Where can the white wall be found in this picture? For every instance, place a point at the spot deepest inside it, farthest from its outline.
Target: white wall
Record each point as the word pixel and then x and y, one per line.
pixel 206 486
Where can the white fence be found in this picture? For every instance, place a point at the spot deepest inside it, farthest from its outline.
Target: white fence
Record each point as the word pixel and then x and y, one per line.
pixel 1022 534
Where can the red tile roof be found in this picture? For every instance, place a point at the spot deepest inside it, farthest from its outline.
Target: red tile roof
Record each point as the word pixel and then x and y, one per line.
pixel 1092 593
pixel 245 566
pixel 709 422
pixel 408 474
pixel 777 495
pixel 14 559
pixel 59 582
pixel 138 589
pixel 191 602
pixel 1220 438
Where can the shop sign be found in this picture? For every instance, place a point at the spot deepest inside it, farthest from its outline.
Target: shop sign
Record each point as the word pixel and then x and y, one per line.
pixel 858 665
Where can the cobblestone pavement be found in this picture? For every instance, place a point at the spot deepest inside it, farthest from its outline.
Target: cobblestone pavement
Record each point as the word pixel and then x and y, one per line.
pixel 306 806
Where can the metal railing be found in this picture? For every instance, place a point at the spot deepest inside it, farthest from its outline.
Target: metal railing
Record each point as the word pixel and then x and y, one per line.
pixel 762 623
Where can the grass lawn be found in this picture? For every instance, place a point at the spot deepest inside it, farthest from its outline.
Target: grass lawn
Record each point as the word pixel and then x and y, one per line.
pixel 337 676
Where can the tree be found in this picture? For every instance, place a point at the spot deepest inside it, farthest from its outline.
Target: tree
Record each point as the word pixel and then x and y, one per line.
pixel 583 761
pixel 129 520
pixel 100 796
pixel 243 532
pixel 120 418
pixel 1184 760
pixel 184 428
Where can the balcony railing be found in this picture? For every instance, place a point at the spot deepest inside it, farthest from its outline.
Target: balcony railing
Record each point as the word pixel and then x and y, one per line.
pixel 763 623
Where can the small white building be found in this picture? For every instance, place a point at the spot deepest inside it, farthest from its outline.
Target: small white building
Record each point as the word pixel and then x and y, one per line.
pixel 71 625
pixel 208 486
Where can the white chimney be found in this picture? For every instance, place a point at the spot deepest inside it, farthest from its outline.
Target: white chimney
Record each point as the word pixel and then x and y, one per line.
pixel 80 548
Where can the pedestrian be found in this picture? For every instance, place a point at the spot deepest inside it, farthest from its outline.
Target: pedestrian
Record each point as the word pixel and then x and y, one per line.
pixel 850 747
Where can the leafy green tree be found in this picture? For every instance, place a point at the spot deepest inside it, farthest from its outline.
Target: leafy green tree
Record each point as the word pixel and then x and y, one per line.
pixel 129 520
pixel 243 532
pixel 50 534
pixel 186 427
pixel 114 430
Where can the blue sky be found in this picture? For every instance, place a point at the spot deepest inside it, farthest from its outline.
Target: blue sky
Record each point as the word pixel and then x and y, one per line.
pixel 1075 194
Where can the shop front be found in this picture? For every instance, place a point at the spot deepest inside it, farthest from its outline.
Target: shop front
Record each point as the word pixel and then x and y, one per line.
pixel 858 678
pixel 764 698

================================

» **Task instructions**:
All lines carrying the word "leafy" must be copied from the data above.

» **Answer to the exercise**:
Where can the leafy green tree be found in this picture? For every instance, place a point at the spot deepest inside it, farthest from its outline.
Target: leafy green tree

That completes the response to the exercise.